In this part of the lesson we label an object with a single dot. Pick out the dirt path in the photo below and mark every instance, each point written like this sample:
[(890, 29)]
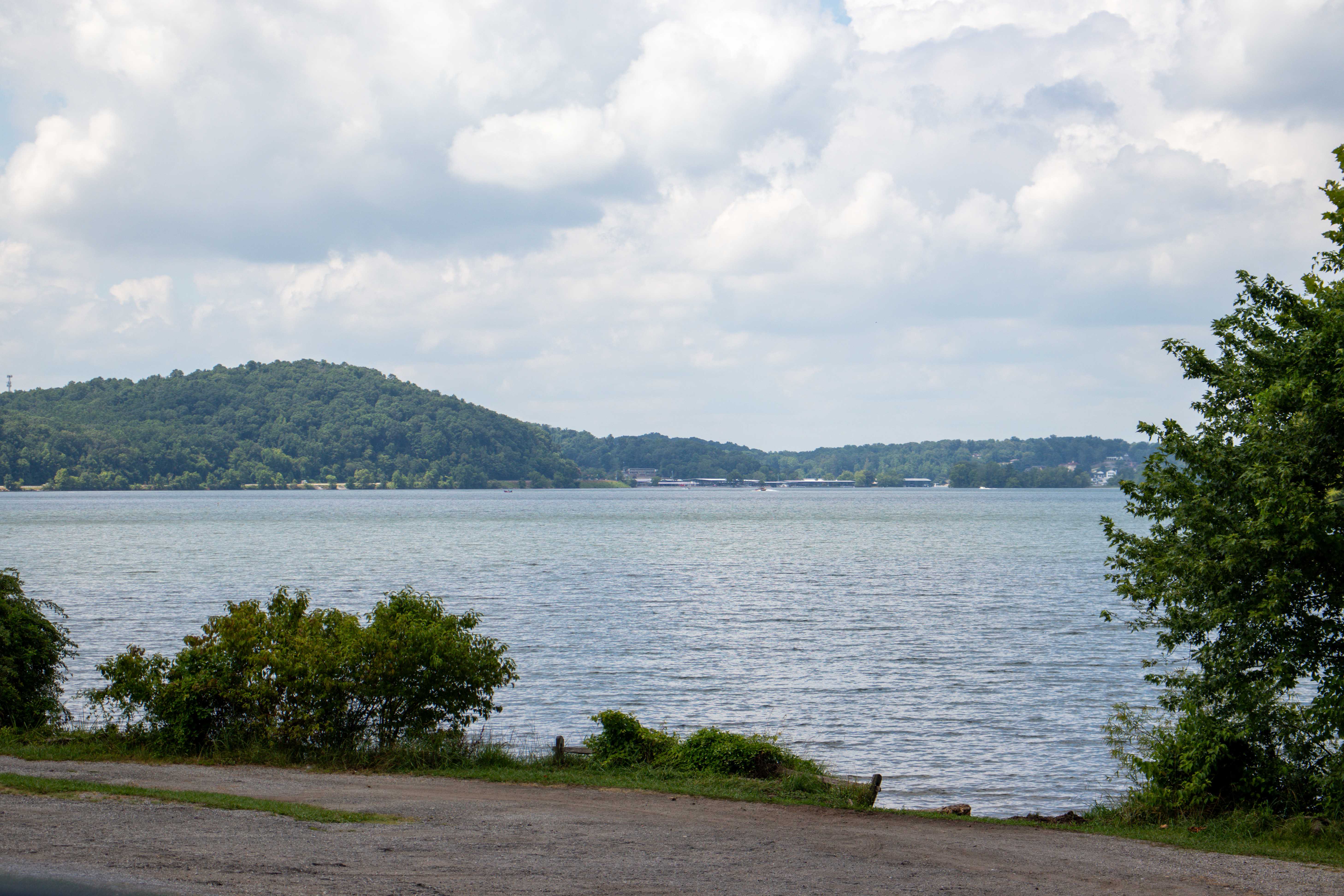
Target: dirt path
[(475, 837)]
---
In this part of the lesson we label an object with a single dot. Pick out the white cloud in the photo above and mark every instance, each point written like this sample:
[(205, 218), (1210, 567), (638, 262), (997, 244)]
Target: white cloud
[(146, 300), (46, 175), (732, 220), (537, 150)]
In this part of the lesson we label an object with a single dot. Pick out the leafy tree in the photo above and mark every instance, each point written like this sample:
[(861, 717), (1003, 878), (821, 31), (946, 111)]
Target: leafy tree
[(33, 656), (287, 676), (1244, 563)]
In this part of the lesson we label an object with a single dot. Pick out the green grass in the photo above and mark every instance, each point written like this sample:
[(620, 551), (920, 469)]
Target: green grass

Prompt
Copy only this part of the entries above: the line with "out the white", the line with "Target: green grass", and the lines between, all exactly as written.

Result of this exercise
In this part of the lesson we label an object with a single dot. Pick out the white cloud in the photo above and mark every instance, each point written like this sample:
[(205, 218), (1210, 567), (638, 262), (997, 244)]
Target: white cloud
[(146, 300), (46, 175), (732, 220), (537, 150)]
In this part of the lesson we label an object with a single dot. Pick out the leafy tree in the photo above and mark every instance, each point written like this sample:
[(861, 717), (1003, 878), (821, 31), (946, 111)]
Target: leafy tree
[(33, 656), (287, 676), (1244, 563)]
In this part of the lesson we label an object with a single dot. Pick out the green grass in the photo above and mark every instance, each point written like this sample:
[(620, 551), (920, 469)]
Target: green grass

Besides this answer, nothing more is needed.